Exercise requirements: Reproduce the records below verbatim, every line unchanged.

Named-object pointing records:
%%

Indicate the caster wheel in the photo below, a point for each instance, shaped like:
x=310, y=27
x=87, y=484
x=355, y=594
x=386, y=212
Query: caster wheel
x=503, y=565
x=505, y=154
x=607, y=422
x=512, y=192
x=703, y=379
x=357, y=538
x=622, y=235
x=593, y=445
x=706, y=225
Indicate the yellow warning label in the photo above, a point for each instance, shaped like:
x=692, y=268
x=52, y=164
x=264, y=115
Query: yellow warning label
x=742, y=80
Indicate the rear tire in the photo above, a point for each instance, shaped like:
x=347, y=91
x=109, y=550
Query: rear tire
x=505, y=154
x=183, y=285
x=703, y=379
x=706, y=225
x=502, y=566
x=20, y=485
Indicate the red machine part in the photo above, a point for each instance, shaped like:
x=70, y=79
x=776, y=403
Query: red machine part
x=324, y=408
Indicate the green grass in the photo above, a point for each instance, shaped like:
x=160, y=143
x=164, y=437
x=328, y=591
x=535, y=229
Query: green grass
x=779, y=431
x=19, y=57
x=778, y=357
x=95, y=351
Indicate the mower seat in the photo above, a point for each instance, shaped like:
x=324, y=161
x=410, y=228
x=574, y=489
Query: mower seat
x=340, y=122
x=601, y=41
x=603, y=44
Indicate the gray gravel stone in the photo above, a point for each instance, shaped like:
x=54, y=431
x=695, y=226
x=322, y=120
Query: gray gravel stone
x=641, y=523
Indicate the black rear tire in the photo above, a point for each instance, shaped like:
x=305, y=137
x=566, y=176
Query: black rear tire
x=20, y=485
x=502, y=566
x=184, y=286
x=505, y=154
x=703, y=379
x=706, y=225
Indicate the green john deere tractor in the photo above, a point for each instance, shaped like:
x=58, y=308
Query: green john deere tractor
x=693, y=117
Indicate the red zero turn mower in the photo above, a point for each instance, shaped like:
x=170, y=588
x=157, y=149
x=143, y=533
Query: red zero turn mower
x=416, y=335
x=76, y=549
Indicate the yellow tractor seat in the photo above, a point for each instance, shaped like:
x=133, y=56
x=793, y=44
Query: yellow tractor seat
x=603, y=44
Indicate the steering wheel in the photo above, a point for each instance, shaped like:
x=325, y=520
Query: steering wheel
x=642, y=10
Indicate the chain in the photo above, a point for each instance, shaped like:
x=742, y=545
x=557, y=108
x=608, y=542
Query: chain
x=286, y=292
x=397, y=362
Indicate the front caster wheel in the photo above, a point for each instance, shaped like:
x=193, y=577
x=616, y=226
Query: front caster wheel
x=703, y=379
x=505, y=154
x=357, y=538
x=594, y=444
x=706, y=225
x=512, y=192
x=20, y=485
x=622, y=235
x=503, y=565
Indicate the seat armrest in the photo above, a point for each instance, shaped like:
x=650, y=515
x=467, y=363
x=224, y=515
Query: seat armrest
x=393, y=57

%%

Output for this exercise:
Indicate the caster wheel in the photo below, a point for each instance, shaped like:
x=310, y=27
x=87, y=484
x=355, y=594
x=386, y=212
Query: caster wheel
x=503, y=565
x=505, y=154
x=607, y=422
x=512, y=192
x=703, y=379
x=357, y=538
x=622, y=235
x=593, y=445
x=706, y=225
Indicate the yellow warning label in the photo above, a point for each instance, shaped like:
x=692, y=268
x=52, y=164
x=264, y=115
Query: yellow warning label
x=742, y=80
Indicate the rear tire in the photo above, a point for each instance, shaped like:
x=347, y=91
x=109, y=550
Query: rear tire
x=505, y=154
x=183, y=285
x=703, y=379
x=706, y=225
x=502, y=566
x=20, y=485
Indicate the red machine part in the photo above, a point for each instance, shaped like:
x=70, y=79
x=776, y=403
Query: red machine part
x=324, y=408
Indicate the green grass in the photo above, a point for each instance, shaped like:
x=160, y=143
x=164, y=437
x=328, y=591
x=535, y=229
Query: green grass
x=779, y=431
x=19, y=57
x=778, y=357
x=95, y=351
Indicate the mower seat in the photo above, a point for each instance, shaped like:
x=324, y=161
x=410, y=228
x=574, y=489
Query: mower seat
x=340, y=122
x=601, y=41
x=603, y=44
Indicate the gray gravel stone in the photo above, a point for each instance, shaped like:
x=54, y=431
x=695, y=226
x=322, y=120
Query: gray gravel stone
x=641, y=523
Indicate the black rear tire in the photo above, a point for each instance, shaped like:
x=305, y=137
x=566, y=176
Query: black rear tire
x=20, y=485
x=502, y=566
x=184, y=286
x=505, y=154
x=703, y=379
x=706, y=225
Indicate the green john deere tractor in the photo above, a point for each instance, shaped like:
x=58, y=308
Query: green john deere tractor
x=693, y=117
Indicate the red zero turn mower in the photo above, a point for each instance, shaped like:
x=170, y=588
x=157, y=149
x=143, y=533
Query: red zero turn mower
x=416, y=335
x=76, y=549
Indicate the yellow tractor seat in the photo above, a point for each instance, shaped like:
x=133, y=56
x=793, y=44
Query: yellow tractor seat
x=603, y=44
Indicate the steering wheel in the photo above, a point for each instance, shaped like:
x=325, y=520
Query: steering wheel
x=642, y=10
Indicate the chain in the photo above, a point for each instance, shaped like:
x=742, y=545
x=557, y=108
x=608, y=542
Query: chain
x=286, y=292
x=397, y=362
Indicate the front caster wheel in the photo above, a point for each instance, shaped like:
x=193, y=577
x=616, y=226
Query: front caster wheel
x=703, y=379
x=505, y=154
x=357, y=538
x=594, y=444
x=706, y=225
x=512, y=192
x=20, y=485
x=622, y=235
x=503, y=565
Indicate the seat armrest in the photo above, a point for each instance, shaped like:
x=650, y=515
x=467, y=363
x=224, y=515
Query: seat armrest
x=393, y=57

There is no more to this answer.